== EXTRACT PROVIDED ==
Prof. Haya Itzhaky was enjoying a routine day in Nepal on April 25, 2015. She had been in the region for about three months studying the behavior of post-Israel Defense Forces (IDF) Israeli backpackers when tragedy struck: a powerful earthquake measuring 7.8 on the Richter Scale took the lives of more than 9,000 people and injured tens of thousands more.
An expert in community practice, as well as topics ranging from trauma to domestic violence, and Chair of the PhD Program at Bar-Ilan University's Louis and Gabi Weisfeld School of Social Work, Itzhaky quickly initiated a study she hadn't planned on conducting. The study focused on how Israeli tourists cope in the immediate aftermath of a devastating earthquake. Recently published in the Journal of Traumatic Stress, the study is a first of its kind to explore the experiences of tourists exposed to a natural disaster upon its conclusion.
Prof. Itzhaky had been traveling with a number of Israeli backpackers when the earthquake struck. Other backpackers were caught by the quake in different locations -- some in the Everest, Annapurna, Poonhill and Langtang regions, where the destruction of villages and roads was extensive. Some had to be rescued by helicopter. In Katmandu backpackers were only moderately exposed to the devastation.

Items stored in a collection:
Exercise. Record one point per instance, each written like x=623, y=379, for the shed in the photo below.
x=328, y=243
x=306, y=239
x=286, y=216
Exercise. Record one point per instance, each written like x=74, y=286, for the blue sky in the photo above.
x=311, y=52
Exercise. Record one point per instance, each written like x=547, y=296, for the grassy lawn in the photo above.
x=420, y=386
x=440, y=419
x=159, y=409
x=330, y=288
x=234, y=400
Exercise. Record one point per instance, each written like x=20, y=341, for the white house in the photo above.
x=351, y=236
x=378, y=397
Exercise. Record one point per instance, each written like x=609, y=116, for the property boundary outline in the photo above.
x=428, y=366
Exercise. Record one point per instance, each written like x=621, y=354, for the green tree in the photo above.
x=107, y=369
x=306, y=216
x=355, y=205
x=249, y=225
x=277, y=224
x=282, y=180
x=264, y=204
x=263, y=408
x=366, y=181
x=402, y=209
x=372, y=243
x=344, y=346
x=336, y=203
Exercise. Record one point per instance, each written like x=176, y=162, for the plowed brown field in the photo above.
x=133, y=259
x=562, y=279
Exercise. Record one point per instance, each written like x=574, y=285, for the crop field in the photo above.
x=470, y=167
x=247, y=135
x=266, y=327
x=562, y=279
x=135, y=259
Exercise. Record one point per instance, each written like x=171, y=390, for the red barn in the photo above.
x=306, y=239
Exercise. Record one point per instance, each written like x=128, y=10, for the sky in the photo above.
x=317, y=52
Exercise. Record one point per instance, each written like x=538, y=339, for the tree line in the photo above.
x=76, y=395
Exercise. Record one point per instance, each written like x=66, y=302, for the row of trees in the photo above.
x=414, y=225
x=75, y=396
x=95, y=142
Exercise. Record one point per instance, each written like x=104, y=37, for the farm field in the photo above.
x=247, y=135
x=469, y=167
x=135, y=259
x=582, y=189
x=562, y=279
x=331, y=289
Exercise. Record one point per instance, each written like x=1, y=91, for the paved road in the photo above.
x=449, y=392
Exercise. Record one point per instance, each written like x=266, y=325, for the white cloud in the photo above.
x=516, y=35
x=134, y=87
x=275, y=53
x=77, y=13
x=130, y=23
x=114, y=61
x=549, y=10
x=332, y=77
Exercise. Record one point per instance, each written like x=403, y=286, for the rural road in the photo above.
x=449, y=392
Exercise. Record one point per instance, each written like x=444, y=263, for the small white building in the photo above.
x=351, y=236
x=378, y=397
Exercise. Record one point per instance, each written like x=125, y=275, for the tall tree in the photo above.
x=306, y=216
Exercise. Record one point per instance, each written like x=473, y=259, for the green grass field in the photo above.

== TRY IT ==
Please reproduce the stretch from "Prof. Itzhaky had" through "to the devastation." in the article about the Nepal earthquake study. These items have no connection to the article about the Nepal earthquake study.

== COMPLETED TASK ==
Prof. Itzhaky had been traveling with a number of Israeli backpackers when the earthquake struck. Other backpackers were caught by the quake in different locations -- some in the Everest, Annapurna, Poonhill and Langtang regions, where the destruction of villages and roads was extensive. Some had to be rescued by helicopter. In Katmandu backpackers were only moderately exposed to the devastation.